Excerpted records —
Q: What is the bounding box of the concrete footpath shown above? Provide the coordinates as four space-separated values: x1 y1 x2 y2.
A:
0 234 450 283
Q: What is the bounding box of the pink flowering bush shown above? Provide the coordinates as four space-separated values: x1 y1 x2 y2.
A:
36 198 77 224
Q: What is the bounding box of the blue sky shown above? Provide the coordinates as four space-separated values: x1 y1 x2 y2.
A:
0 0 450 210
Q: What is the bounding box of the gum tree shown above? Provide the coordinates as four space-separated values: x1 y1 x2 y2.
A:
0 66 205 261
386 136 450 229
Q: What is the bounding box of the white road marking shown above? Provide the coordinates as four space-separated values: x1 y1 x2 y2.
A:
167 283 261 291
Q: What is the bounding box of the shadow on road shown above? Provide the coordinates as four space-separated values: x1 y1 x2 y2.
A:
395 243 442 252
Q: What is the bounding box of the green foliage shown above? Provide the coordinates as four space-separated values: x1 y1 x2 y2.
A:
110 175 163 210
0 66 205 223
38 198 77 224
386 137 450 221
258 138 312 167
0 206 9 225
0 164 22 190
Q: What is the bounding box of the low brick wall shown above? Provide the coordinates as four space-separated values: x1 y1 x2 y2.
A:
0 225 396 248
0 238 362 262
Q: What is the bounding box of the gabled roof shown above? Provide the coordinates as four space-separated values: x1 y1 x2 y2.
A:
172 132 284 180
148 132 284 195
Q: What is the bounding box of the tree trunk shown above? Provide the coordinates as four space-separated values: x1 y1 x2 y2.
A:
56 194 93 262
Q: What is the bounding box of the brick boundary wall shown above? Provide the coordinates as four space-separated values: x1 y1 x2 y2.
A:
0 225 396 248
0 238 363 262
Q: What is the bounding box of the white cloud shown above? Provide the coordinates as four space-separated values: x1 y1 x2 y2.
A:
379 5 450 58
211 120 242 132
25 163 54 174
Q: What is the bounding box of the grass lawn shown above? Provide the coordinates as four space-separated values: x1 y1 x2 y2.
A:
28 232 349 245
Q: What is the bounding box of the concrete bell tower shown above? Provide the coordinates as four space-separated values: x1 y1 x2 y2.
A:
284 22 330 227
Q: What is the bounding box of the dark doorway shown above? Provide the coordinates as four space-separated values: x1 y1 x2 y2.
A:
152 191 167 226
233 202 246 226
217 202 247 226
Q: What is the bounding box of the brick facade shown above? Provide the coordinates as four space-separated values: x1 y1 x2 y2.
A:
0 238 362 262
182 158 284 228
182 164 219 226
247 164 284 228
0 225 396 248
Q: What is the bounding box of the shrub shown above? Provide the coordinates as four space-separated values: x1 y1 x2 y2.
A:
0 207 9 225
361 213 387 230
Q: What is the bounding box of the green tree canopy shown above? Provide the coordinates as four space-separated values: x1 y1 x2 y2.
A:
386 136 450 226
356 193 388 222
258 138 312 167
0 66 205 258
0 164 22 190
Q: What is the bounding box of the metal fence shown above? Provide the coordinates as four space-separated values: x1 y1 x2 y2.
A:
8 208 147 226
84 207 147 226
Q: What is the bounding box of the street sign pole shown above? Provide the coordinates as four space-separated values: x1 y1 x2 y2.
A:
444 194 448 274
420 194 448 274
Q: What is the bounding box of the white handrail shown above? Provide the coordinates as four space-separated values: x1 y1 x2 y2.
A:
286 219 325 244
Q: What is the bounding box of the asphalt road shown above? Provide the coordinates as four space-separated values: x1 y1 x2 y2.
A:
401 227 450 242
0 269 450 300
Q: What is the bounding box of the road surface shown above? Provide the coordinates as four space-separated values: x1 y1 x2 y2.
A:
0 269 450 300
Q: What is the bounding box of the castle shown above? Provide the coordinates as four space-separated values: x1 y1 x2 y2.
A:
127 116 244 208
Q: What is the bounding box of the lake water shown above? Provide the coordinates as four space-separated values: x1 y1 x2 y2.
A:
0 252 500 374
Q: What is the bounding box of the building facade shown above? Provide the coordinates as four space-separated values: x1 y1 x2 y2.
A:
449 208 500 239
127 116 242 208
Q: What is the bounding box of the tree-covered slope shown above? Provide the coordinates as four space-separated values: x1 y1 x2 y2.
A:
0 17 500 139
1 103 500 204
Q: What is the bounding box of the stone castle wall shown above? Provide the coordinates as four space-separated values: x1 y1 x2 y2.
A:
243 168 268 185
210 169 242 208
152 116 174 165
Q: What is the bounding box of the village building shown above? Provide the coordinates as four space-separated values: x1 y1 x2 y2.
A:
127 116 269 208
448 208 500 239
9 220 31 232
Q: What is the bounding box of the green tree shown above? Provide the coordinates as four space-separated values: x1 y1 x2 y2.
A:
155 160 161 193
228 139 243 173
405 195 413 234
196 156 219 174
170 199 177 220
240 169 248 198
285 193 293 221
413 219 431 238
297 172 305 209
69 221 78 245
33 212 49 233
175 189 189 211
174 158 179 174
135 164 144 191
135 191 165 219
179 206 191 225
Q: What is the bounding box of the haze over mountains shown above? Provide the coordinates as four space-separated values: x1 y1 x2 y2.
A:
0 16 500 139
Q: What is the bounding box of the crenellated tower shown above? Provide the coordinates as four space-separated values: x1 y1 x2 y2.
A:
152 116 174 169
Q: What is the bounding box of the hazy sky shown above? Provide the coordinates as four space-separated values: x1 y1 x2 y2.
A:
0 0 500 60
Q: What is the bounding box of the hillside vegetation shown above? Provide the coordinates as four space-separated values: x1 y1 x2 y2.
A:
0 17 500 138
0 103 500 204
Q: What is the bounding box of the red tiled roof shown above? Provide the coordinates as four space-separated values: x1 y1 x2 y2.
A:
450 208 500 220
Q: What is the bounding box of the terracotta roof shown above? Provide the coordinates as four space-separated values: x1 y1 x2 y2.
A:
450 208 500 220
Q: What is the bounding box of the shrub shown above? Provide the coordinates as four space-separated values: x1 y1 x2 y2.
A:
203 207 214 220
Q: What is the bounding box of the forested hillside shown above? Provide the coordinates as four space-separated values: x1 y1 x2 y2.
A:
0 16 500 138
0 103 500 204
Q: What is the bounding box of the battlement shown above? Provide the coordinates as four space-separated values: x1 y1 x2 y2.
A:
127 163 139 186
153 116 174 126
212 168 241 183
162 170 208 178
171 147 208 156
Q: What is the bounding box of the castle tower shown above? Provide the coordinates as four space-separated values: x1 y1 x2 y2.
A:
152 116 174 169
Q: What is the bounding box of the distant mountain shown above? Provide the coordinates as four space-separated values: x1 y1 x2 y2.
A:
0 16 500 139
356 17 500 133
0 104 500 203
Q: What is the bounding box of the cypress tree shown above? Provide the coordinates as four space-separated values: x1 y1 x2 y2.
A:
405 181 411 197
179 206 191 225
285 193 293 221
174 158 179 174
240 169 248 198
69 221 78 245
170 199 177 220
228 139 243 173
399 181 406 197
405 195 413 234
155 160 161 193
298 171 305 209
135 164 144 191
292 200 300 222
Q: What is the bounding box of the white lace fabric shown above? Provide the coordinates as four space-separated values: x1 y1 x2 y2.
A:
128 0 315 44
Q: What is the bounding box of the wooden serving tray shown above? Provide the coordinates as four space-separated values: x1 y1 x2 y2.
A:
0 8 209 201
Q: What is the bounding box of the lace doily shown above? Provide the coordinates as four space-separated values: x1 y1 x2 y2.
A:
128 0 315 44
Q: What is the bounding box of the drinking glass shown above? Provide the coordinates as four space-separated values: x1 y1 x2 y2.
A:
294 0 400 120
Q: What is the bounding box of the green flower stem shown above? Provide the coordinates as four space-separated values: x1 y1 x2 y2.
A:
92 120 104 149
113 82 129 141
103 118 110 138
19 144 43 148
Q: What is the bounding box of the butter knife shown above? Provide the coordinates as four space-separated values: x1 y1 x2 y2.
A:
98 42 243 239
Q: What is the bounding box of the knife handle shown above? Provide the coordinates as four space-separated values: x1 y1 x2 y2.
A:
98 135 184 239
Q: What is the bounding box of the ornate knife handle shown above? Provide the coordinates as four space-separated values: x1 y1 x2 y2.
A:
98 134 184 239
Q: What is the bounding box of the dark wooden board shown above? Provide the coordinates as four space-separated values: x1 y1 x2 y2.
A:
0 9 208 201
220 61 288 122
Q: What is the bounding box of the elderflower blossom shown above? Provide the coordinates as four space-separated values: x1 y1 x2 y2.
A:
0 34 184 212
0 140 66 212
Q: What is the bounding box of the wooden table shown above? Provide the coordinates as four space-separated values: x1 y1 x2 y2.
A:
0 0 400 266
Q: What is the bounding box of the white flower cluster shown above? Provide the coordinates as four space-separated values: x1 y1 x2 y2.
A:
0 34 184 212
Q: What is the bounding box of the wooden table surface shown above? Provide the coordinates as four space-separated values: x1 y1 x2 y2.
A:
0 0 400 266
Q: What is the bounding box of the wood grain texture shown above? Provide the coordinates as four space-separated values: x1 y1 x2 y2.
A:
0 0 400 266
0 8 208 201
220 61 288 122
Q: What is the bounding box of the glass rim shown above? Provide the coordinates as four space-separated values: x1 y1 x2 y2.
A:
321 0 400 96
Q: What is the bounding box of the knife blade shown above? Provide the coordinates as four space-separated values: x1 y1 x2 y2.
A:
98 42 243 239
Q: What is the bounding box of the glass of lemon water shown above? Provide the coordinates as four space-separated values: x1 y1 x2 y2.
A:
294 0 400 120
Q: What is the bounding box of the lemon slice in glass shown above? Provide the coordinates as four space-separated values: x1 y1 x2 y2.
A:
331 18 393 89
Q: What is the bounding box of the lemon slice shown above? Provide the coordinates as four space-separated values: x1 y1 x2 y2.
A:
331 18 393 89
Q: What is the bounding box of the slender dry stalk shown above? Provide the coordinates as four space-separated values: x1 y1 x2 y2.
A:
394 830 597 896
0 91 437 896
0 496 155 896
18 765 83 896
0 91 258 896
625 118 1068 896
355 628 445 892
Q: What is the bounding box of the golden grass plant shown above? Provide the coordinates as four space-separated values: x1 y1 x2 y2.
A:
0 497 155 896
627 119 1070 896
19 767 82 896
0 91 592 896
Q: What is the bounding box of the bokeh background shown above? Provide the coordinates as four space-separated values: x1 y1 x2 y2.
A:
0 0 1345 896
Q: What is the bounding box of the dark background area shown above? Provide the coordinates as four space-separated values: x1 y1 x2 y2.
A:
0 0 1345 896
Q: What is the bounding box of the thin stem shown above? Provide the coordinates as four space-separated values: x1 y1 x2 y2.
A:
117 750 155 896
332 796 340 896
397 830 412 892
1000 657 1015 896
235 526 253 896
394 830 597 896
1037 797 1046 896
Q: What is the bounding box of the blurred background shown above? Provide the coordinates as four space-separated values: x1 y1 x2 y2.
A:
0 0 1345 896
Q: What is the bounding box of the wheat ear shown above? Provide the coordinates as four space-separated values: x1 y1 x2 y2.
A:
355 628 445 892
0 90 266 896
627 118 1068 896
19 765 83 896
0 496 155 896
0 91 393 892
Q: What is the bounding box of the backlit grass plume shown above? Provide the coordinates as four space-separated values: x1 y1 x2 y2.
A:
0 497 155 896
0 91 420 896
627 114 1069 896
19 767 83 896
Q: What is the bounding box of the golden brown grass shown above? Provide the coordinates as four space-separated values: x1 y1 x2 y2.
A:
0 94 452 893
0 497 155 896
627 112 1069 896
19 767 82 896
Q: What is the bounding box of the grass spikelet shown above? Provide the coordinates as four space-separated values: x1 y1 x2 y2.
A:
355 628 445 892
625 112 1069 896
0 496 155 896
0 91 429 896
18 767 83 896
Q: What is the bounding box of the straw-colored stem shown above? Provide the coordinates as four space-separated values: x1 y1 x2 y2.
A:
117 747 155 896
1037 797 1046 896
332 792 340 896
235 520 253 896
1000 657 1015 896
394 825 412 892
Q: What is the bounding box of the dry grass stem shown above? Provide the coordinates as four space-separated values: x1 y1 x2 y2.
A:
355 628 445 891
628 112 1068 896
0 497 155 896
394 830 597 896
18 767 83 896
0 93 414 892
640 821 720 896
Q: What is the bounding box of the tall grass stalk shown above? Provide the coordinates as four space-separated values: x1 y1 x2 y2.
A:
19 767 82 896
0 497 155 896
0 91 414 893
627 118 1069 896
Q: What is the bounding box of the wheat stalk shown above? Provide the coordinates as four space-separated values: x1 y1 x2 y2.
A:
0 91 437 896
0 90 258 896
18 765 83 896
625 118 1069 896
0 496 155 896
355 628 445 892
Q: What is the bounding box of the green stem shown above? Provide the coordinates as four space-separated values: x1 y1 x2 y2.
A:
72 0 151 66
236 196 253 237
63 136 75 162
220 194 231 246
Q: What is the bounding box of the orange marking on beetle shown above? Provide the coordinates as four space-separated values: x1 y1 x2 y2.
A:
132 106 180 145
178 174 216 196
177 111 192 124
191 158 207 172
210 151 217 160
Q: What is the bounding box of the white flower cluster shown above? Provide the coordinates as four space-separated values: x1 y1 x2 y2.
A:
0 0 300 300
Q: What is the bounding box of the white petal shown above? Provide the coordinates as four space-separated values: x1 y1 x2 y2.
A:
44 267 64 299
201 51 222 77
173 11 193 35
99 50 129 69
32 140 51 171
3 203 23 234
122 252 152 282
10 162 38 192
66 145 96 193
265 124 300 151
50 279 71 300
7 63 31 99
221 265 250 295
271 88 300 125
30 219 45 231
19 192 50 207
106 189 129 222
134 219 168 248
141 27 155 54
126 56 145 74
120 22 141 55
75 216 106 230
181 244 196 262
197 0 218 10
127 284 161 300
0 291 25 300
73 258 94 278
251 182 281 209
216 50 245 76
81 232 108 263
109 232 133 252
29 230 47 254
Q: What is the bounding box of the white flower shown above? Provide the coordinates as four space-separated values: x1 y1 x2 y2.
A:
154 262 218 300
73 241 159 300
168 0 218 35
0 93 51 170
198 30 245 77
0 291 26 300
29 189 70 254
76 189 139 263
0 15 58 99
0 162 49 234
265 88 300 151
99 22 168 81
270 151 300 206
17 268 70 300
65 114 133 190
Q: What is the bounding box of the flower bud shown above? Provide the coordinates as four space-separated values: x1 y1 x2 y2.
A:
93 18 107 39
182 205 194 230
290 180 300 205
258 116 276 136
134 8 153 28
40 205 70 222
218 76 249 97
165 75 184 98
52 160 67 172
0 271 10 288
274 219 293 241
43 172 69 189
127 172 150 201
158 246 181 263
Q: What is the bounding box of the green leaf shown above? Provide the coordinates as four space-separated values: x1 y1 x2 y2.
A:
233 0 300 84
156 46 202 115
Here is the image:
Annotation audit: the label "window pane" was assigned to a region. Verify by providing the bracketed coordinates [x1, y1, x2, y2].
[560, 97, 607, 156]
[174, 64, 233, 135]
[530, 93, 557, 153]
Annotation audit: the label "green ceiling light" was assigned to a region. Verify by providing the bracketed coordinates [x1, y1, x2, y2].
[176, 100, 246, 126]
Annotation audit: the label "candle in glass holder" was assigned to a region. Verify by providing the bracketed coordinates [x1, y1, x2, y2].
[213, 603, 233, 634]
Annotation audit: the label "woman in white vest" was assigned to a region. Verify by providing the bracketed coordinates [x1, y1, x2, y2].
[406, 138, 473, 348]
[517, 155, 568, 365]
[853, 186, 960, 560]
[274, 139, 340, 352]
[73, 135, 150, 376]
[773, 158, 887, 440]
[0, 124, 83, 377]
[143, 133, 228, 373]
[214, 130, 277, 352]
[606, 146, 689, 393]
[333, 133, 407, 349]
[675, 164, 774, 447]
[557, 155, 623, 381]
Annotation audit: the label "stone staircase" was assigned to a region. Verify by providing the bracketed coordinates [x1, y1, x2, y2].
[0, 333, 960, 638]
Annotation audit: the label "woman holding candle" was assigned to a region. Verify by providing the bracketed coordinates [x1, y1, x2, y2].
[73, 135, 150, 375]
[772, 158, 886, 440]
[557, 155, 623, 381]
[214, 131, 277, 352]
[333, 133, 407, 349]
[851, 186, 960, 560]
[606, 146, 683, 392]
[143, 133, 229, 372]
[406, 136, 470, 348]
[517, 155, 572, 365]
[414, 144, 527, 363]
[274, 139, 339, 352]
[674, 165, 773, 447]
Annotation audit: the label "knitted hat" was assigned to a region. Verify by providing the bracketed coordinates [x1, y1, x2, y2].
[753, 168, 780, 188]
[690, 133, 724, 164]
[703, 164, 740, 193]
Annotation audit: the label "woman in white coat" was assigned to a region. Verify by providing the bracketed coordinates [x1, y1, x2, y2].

Exercise instructions —
List every line of the material above that contains the word "background", copying each such line in full.

Task answer —
Q: What is the bounding box of the bokeh background shown above? Provide the coordinates as four space-separated values: x1 y1 x2 y2.
Q: What is the bounding box of the dark background area shown above? Provide the coordinates as four space-separated values: x1 y1 x2 y2.
Q: What is the bounding box of the blurred background shown above? Provide the coordinates as four space-separated values: x1 y1 x2 y2.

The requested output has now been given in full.